Beginning with the line that holds "Task: detect child's hand.", retype the rest of the listing exactly, last line included.

*Data to use*:
++++++

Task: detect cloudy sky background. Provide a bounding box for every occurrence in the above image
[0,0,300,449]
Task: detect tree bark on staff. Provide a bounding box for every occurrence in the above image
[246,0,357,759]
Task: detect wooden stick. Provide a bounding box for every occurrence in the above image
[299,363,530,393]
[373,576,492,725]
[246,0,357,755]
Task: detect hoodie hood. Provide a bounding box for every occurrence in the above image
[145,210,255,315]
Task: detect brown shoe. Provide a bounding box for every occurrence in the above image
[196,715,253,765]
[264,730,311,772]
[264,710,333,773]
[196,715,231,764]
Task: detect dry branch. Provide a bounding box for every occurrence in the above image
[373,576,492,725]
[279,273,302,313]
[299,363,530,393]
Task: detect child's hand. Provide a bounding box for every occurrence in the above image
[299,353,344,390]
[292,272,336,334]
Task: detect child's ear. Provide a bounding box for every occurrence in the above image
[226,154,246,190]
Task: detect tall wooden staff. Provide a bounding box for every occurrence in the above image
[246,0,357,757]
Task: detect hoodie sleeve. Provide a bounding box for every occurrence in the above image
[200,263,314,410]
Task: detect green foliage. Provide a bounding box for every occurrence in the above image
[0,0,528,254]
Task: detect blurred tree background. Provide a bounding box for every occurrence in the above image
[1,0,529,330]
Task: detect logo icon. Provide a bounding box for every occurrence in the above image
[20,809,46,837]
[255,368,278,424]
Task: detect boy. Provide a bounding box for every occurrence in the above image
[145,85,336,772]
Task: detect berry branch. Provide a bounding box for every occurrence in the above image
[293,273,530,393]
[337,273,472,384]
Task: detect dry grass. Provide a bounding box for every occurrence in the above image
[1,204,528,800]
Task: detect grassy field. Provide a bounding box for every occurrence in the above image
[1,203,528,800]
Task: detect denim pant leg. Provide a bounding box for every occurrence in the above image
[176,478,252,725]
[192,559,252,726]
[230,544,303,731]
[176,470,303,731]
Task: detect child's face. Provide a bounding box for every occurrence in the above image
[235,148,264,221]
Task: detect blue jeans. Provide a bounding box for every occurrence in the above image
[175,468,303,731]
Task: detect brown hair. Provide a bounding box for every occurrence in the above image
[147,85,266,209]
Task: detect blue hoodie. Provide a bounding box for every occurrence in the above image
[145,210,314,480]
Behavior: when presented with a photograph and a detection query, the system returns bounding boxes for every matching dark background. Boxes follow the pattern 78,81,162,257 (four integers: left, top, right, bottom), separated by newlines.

++++++

*Written response*:
Task: detect child's hand. Provide a bounding box for every occurrence in the above image
[299,353,344,390]
[292,272,336,334]
Task: detect child's ear. Provide a bounding box for every occurrence in the above image
[226,154,246,190]
Task: detect tall wooden staff. Provide a bounding box for every occurrence in the above image
[246,0,357,757]
Task: detect hoodie sleeve. Provide a bounding box for every occurrence in the above image
[200,263,314,410]
Task: detect green foliage. Provide a bounding box for every occurrence in the above image
[0,0,528,254]
Task: detect blurred tree background. Provide a bounding box for every occurrence in the above image
[1,0,529,330]
Task: detect logo icon. Provide a bounding box for every occurrence in the above image
[20,809,46,837]
[255,368,278,424]
Task: detect boy. Provide a bounding box for every occurrence in the above image
[145,85,336,772]
Task: detect berry branch. Provide a bounding box for every occurrence in the above image
[293,273,530,393]
[337,273,472,384]
Task: detect dry grass. Provide a bounding box for every occurrence in the above image
[1,204,528,800]
Task: detect grassy field. Provide a bounding box for every occurrence in the above image
[1,203,528,800]
Task: detect denim pant leg. Provide a bounding box for every occurrence in the above image
[176,478,252,725]
[192,559,252,726]
[230,544,303,731]
[176,470,303,731]
Task: detect child's face. Provide a bounding box for every occurrence in the above image
[235,148,264,221]
Task: detect blue jeans. Provide a bounding box for every occurrence in the above image
[175,468,303,731]
Task: detect brown hair. Provide a bounding box for every occurrence in the above image
[147,85,266,209]
Task: detect blue hoodie. Provide a bounding box for every occurrence in the above image
[145,210,314,480]
Behavior: when presented with a photograph and a detection query, the system returns bounding boxes for every matching dark background. Boxes follow the pattern 78,81,162,257 (four integers: left, top, right, bottom), separated by newlines.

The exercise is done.